The answer must be every line of the records in which the string "below" appears.

Data entries
-----

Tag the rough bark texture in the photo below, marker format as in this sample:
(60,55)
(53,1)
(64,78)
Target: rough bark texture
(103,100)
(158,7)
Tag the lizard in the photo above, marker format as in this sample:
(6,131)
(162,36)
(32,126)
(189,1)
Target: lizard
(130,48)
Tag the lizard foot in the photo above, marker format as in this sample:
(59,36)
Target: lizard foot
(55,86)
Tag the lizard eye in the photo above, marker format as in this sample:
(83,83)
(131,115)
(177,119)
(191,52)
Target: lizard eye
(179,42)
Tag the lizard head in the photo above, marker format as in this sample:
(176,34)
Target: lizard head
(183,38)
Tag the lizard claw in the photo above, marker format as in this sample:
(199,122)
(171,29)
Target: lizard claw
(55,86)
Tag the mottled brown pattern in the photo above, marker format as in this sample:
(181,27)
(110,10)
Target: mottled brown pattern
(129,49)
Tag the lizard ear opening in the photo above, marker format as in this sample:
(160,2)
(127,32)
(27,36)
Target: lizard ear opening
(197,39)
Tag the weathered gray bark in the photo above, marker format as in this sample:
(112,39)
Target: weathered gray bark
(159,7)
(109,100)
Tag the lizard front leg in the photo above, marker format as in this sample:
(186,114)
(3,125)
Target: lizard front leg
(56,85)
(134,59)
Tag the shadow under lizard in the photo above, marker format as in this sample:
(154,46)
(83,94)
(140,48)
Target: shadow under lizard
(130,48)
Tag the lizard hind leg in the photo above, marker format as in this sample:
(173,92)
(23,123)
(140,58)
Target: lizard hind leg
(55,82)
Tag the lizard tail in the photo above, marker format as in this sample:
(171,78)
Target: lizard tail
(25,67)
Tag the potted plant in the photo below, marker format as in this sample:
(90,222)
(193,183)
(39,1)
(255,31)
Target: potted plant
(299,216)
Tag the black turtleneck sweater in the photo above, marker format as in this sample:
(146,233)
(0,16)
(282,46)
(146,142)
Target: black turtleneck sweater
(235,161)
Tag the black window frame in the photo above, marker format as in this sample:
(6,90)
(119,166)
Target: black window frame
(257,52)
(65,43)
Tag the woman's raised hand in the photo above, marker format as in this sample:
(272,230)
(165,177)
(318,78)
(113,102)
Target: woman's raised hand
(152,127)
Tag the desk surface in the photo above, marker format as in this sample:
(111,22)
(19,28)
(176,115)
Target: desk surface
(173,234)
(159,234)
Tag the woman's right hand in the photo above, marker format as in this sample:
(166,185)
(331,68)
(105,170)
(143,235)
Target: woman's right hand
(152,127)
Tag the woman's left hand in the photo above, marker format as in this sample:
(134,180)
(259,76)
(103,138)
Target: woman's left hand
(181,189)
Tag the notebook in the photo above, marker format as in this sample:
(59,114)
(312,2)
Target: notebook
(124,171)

-----

#### Solution
Tag the rough bark texture in the photo below, marker format as in this sample:
Tag the potted plant in the photo below, marker format as in this sample:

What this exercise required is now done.